"""

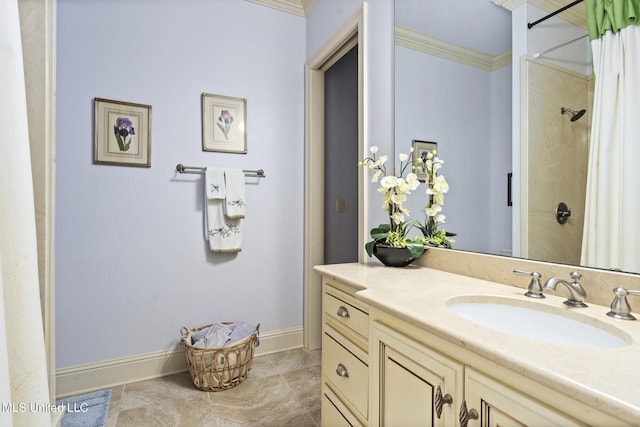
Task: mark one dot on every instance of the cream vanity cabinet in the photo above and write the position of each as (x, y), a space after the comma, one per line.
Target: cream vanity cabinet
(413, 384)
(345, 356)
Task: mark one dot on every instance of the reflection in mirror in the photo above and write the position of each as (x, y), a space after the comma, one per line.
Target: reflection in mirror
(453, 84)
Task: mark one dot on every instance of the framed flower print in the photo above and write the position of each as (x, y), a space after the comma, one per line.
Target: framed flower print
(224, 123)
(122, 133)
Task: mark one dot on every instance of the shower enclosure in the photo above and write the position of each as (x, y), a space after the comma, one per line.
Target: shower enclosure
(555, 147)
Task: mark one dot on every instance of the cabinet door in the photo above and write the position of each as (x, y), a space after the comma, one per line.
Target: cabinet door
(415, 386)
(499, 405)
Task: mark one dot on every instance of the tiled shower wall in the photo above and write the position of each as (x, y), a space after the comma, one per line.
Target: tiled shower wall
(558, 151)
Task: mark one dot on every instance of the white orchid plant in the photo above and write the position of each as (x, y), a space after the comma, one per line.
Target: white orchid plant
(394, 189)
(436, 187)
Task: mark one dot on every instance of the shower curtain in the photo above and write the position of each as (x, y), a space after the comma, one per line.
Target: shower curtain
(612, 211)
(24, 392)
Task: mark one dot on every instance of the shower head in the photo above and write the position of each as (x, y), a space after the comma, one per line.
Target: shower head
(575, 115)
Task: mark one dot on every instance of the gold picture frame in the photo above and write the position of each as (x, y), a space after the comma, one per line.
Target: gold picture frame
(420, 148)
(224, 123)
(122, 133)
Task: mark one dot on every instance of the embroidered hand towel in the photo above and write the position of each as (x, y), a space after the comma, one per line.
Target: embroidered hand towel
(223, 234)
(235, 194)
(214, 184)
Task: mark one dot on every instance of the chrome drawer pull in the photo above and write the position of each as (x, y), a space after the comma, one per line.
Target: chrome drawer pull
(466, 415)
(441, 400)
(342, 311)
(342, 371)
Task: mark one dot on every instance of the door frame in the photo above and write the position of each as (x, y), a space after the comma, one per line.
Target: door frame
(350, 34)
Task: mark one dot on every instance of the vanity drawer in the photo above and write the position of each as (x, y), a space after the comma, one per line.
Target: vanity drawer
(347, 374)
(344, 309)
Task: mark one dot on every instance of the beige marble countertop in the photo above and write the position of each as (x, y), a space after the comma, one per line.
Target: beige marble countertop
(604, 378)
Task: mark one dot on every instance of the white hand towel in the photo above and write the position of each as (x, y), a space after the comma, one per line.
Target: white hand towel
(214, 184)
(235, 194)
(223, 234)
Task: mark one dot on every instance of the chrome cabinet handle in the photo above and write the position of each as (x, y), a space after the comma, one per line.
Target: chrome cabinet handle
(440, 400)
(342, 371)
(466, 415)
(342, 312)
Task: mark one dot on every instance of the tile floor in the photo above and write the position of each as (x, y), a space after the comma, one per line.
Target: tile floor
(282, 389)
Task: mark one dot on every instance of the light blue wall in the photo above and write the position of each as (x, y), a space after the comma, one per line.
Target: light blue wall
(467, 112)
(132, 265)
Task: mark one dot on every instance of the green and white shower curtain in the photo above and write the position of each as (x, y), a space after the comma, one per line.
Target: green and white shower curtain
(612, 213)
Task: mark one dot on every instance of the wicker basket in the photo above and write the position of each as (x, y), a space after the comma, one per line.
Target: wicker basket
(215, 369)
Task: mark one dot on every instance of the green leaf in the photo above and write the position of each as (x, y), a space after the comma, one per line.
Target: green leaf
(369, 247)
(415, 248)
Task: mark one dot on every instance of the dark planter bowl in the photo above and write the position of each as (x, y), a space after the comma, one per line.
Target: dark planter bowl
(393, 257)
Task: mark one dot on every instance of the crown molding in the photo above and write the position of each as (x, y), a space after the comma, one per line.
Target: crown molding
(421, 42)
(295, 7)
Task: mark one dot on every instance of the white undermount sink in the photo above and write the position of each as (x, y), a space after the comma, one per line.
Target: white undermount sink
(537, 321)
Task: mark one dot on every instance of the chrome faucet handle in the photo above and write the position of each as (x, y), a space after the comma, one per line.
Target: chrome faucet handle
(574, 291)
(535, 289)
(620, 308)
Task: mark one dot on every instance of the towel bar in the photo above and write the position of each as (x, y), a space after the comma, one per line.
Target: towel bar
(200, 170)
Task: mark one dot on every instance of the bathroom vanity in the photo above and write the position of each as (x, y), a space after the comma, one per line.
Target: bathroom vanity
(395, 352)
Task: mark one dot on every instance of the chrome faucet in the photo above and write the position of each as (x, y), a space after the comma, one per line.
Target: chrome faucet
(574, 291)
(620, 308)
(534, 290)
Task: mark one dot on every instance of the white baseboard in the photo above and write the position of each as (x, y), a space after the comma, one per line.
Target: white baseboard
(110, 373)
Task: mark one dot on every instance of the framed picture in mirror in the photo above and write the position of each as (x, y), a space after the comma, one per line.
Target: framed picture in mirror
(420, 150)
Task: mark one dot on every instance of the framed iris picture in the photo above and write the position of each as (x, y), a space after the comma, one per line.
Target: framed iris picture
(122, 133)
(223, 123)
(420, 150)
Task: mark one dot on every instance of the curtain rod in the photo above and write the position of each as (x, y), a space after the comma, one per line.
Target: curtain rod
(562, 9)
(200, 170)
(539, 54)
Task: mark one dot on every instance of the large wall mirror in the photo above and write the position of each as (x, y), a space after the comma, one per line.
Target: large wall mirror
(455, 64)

"""

**Your task**
Please copy the lines above from the line with "Task: mark one dot on every instance of the shower curtain" up to and including the line with "Task: mark one dot on every instance of the embroidered", exactly as written and with nothing else.

**Expected answer**
Task: mark one dot on every instance of the shower curtain in the photo above and write the position of each as (x, y), a space after the comma, one per line.
Target: shower curtain
(612, 211)
(24, 392)
Task: mark one dot on every instance of the shower head in the photo above and write the position of each as (x, y), a space after the comma, one per line.
Target: shower head
(575, 115)
Task: mark one dot on every instance of the gold picture frame in the photo above and write the position of each as (x, y), a space after the comma, one per line.
Target: gold picture frame
(420, 148)
(224, 123)
(122, 133)
Task: mark one dot on every instance of the embroidered hand towel in the photo above and write the position of each as (x, y), a space after the comma, one per line.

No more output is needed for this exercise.